***** MATERIAL PROVIDED *****

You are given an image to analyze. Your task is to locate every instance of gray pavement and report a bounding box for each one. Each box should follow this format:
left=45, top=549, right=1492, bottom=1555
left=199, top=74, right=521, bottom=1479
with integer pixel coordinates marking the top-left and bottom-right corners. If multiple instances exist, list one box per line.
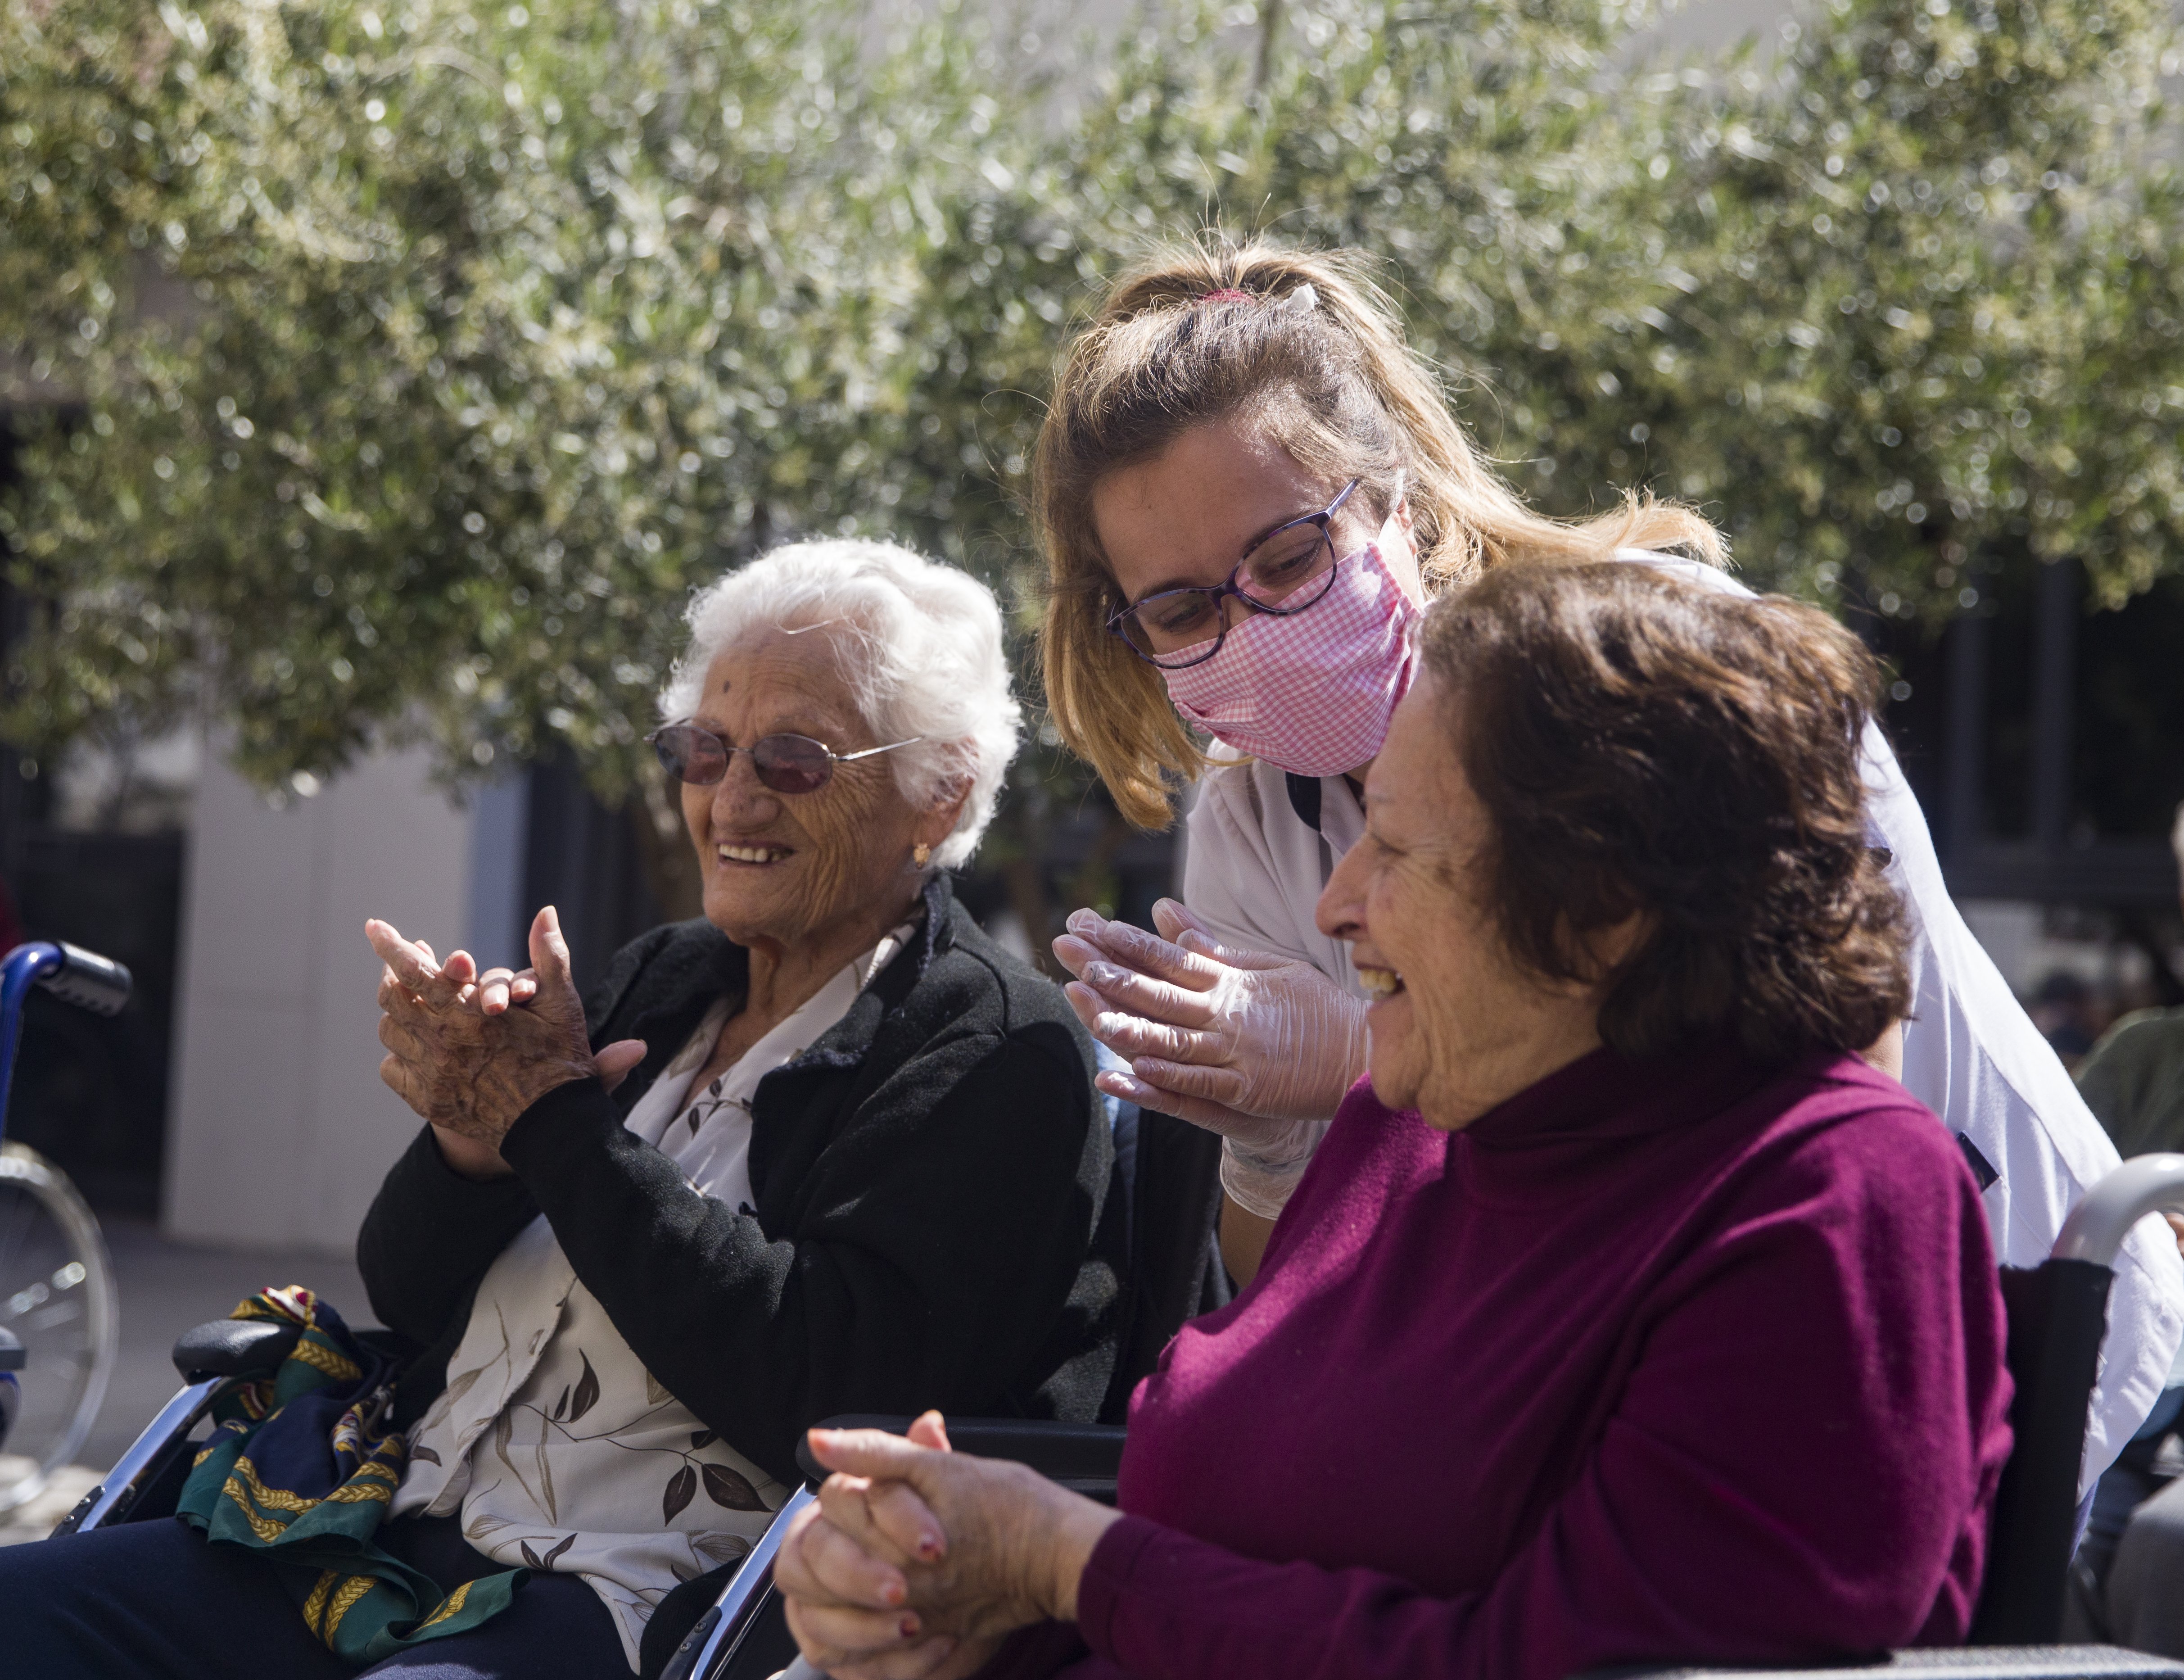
left=1, top=1213, right=366, bottom=1543
left=83, top=1213, right=367, bottom=1472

*****

**INSTRUCTIONS TO FOLLOW:** Once you find the line containing "left=45, top=549, right=1492, bottom=1555", retype it and every line after it through the last line of the records above, exactly. Add nothing else, and leave out the pictures.

**ANSWER:**
left=45, top=549, right=1492, bottom=1555
left=199, top=74, right=521, bottom=1479
with integer pixel coordinates marking the top-left and bottom-right corners. If multiple instances exist, list one box per line.
left=1, top=1213, right=366, bottom=1543
left=83, top=1213, right=367, bottom=1472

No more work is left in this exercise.